(EXERCISE INSTRUCTIONS): For this exercise, print all of the entries exactly as given.

═════ AVAILABLE DATA ═════

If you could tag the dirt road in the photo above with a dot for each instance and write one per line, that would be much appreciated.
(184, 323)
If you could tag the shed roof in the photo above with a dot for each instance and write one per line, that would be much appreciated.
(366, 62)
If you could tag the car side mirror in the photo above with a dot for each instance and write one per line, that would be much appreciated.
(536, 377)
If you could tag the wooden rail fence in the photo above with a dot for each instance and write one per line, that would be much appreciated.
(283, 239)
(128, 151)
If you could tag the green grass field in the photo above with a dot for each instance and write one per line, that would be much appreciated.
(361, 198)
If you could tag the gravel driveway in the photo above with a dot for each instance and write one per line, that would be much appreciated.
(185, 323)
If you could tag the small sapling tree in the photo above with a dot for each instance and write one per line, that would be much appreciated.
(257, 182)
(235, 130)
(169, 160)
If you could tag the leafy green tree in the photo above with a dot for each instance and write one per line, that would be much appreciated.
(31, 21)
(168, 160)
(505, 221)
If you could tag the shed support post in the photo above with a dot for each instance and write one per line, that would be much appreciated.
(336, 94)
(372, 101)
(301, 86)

═════

(RESPONSE TO THIS TASK):
If you could tag the dirt road in the photo above with a dot for each instance and write one per line, that would be much appreciated.
(184, 323)
If you could tag the shed roof in the photo above with a dot for each instance and write one per line, that would be much appreciated.
(366, 62)
If you could tag the car side mirror in the photo above with a dot for each instance and write one per line, that would be much appreciated.
(536, 377)
If you could tag the wooden rail fence in the photo above with a dot for each instance and write one per line, that would be much appreciated.
(283, 239)
(128, 151)
If you could tag the green grass field in the photo above with a dot for each instance and write one per line, that would be much appreciated.
(361, 198)
If you could tag the gravel driveway in the photo above with a dot for each instance and write one per line, that would be much appreciated.
(185, 323)
If you could tag the small sapling tree in the photo above with a dot for each instance and write one per line, that would be much appreciated.
(257, 182)
(235, 130)
(169, 160)
If you could tag the leafy green tree in the photo above with a dot for each instance and write one per line, that would be much appreciated.
(31, 21)
(168, 160)
(505, 221)
If you could tag the shed support post in the photo above with a dot for each instance and write one per line, that would be much appreciated.
(336, 94)
(372, 101)
(301, 86)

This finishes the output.